Exercises =>
1. According to the bubble deduplication text, which file stores the deduplication state?
2. Carry on the bubble deduplication code from its last shown line.

--- Start Text ---

Wolf-Chat-for-Lastwar/simple_bubble_dedup.py
z060142 2ac63718a9 Implement perceptual image hash deduplication for bubble processing
- Added `simple_bubble_dedup.py` module using perceptual hashing (pHash) to detect duplicate chat bubbles based on visual similarity.
- System keeps recent N (default 5) hashes and skips bubbles with Hamming distance below threshold (default 5).
- Integrated into `run_ui_monitoring_loop()`:
  - Hash is computed upon bubble snapshot capture.
  - Duplicate check occurs before message enqueue.
  - Sender info is optionally attached to matching hash entries after successful processing.
- Deduplication state is persisted in `simple_bubble_dedup.json`.
- F7 (`clear_history`) and F8 (`reset_state`) now also clear image-based hash history.
- Removed or commented out legacy `recent_texts` text-based deduplication logic.

This visual deduplication system reduces false negatives caused by slight text variations and ensures higher confidence in skipping repeated bubble interactions.
2025-05-16 02:02:31 +08:00

155 lines
6.4 KiB
Python

import os
import json
import collections
import threading
from PIL import Image
import imagehash
import numpy as np
import io
class SimpleBubbleDeduplication:
def __init__(self, storage_file="simple_bubble_dedup.json", max_bubbles=5, threshold=5, hash_size=16):
self.storage_file = storage_file
self.max_bubbles = max_bubbles # Keep the most recent 5 bubbles
self.threshold = threshold # Hash difference threshold (lower values are more strict)

--- End Text ---
--- Start Provided records ---

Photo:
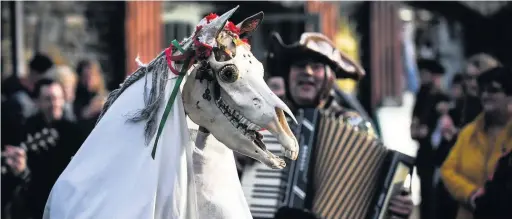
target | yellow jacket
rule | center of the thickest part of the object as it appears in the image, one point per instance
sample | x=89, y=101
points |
x=471, y=161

--- End Provided records ---

Outputs in order =>
1. `simple_bubble_dedup.json`

2.
self.hash_size = hash_size # Hash size
self.lock = threading.Lock()
# Use OrderedDict to maintain order
self.recent_bubbles = collections.OrderedDict()
# Load stored bubble hashes
self._load_storage()
def _load_storage(self):
"""Load processed bubble hash values from file"""
if os.path.exists(self.storage_file):
try:
with open(self.storage_file, 'r') as f:
data = json.load(f)
# Convert stored data to OrderedDict and load
self.recent_bubbles.clear()
# Use loaded_count to track loaded items, ensuring we don't exceed max_bubbles
loaded_count = 0
for bubble_id, bubble_data in data.items():
if loaded_count >= self.max_bubbles:
break
self.recent_bubbles[bubble_id] = {
'hash': imagehash.hex_to_hash(bubble_data['hash']),
'sender': bubble_data.get('sender', 'Unknown')
}
loaded_count += 1
print(f"Loaded {len(self.recent_bubbles)} bubble hash records")
except Exception as e:
print(f"Failed to load bubble hash records: {e}")
self.recent_bubbles.clear()
def _save_storage(self):
"""Save bubble hashes to file"""
try:
# Create temporary dictionary for saving
data_to_save = {}
for bubble_id, bubble_data in self.recent_bubbles.items():
data_to_save[bubble_id] = {
'hash': str(bubble_data['hash']),
'sender': bubble_data.get('sender', 'Unknown')
}
with open(self.storage_file, 'w') as f:
json.dump(data_to_save, f, indent=2)
print(f"Saved {len(data_to_save)} bubble hash records")
except Exception as e:
print(f"Failed to save bubble hash records: {e}")
def compute_image_hash(self, bubble_snapshot):
"""Calculate perceptual hash of bubble image"""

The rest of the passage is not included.